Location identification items
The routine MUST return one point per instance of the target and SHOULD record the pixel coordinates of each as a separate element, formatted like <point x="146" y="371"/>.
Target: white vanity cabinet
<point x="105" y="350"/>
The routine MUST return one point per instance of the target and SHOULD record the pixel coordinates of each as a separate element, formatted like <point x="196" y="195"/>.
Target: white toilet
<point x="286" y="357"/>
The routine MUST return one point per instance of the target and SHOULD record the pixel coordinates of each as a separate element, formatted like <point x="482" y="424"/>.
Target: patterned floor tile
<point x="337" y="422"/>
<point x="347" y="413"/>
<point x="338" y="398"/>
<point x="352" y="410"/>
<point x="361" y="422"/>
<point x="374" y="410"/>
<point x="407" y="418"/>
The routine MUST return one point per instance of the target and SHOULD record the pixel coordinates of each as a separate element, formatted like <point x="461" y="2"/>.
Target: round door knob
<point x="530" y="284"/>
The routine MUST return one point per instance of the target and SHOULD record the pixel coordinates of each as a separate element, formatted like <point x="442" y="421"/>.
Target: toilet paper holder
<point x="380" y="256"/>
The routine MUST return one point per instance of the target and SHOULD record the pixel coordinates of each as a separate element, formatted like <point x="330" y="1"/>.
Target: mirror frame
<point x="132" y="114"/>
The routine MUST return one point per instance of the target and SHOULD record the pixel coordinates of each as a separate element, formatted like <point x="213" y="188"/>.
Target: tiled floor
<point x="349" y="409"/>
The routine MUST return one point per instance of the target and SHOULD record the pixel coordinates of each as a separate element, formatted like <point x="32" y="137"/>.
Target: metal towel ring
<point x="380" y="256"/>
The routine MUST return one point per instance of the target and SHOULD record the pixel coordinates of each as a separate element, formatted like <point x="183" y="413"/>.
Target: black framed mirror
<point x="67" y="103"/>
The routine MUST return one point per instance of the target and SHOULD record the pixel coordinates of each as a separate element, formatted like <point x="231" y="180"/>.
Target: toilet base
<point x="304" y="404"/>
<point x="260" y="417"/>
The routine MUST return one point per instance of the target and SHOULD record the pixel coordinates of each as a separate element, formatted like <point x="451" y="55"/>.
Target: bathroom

▶ REQUEST: Extract every line in the records that contains the word "white", copying each one in full.

▶ EXPECTED ANSWER:
Target: white vanity cabinet
Target: white toilet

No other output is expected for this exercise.